§ YOUR OBJECTIVE
Could you scale up everything from the line containing "Assuming the utility" down to the line containing "[151,349,510,853]", both ends included? Write out only those lines, keep the requests unchanged, and multiply every bounding-box coordinate in the answers by 2.4, rounding to whole numbers with halves going up.

+ + + +

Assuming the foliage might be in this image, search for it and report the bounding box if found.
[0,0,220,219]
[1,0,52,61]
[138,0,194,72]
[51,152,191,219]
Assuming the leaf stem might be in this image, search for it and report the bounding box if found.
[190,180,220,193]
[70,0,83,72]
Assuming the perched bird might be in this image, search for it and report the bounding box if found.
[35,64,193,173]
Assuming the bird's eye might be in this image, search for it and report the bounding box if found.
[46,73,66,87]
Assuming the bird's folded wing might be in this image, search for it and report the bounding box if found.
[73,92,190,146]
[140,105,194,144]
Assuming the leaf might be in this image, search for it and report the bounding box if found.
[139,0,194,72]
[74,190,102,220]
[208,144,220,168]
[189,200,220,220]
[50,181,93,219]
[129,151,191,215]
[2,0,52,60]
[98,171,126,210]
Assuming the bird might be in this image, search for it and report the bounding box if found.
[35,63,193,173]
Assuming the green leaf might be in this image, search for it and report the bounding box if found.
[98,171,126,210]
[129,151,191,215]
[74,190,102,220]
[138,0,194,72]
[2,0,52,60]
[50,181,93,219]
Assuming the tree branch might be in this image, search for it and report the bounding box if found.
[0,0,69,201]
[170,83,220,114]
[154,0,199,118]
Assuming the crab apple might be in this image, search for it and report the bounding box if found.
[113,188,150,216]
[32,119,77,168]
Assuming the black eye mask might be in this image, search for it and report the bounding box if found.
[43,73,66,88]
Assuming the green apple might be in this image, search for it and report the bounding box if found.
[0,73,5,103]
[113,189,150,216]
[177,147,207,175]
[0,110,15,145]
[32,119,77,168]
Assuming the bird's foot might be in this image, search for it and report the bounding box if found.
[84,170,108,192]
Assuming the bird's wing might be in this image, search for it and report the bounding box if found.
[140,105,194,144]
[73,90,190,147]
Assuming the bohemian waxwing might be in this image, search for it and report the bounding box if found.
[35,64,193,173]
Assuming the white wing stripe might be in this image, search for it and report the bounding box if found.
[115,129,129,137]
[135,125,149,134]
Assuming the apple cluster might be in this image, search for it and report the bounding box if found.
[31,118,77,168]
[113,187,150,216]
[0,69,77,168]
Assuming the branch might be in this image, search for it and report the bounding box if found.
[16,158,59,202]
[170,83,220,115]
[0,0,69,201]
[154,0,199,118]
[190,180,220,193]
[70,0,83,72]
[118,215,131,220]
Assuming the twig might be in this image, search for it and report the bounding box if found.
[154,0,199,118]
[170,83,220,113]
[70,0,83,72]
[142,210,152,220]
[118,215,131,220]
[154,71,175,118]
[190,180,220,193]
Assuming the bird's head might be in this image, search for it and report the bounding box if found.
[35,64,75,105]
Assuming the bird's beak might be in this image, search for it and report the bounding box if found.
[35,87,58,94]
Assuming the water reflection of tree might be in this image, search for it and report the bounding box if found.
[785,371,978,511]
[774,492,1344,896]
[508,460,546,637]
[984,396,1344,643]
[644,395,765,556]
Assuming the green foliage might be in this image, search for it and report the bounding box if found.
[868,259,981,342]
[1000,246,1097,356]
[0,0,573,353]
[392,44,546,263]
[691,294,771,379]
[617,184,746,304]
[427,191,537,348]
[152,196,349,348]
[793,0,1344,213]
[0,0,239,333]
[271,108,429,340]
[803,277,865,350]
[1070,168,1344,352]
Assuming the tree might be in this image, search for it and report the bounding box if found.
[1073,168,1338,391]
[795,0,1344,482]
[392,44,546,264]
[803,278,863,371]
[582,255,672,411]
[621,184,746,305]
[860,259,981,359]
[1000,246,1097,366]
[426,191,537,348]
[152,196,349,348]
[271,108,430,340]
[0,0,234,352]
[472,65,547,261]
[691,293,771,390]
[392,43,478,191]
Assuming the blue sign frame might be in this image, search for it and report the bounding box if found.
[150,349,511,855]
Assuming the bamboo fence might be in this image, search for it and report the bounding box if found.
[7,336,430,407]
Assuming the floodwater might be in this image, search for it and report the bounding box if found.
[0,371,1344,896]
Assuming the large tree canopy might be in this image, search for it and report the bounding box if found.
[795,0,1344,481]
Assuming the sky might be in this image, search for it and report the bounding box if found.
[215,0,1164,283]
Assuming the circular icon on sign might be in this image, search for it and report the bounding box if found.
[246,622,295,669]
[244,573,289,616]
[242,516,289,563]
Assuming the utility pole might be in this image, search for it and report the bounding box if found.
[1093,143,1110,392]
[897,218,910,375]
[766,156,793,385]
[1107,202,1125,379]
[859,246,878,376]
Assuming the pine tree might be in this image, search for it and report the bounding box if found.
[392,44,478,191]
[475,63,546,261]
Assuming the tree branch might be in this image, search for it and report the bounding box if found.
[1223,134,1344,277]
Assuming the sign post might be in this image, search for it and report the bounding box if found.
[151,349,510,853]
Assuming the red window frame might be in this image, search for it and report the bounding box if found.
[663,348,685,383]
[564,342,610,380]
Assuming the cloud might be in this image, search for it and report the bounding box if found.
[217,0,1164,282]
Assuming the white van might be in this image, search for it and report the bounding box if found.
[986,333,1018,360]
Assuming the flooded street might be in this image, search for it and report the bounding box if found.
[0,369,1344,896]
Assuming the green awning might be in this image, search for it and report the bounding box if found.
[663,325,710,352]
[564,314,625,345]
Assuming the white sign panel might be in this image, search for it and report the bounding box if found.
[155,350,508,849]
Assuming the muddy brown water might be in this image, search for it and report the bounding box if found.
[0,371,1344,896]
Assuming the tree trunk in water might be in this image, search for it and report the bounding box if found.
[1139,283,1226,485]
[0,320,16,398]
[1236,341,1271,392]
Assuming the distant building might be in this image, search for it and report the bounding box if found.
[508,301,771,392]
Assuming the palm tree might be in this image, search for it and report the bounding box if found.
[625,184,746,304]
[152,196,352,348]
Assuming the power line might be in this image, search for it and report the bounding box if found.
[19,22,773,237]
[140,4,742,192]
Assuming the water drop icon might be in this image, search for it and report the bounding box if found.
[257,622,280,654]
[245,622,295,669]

+ + + +

§ SOLUTION FOR THIS PROBLEM
Assuming the utility pole might be in this image, search for it and report the bounding box if found.
[2623,343,2664,941]
[2153,523,2184,900]
[1838,374,1903,924]
[2657,485,2700,910]
[2062,590,2107,902]
Assuming the pine tree might be in this image, search for it and report the bounding box if found.
[941,106,1147,458]
[1140,151,1310,626]
Assuming the tree branch might be in this image, search for it and report the bounding box if found.
[2935,322,3226,665]
Assuming the sign post might be in this image, search for it and report the bounding box if found.
[362,838,1224,2047]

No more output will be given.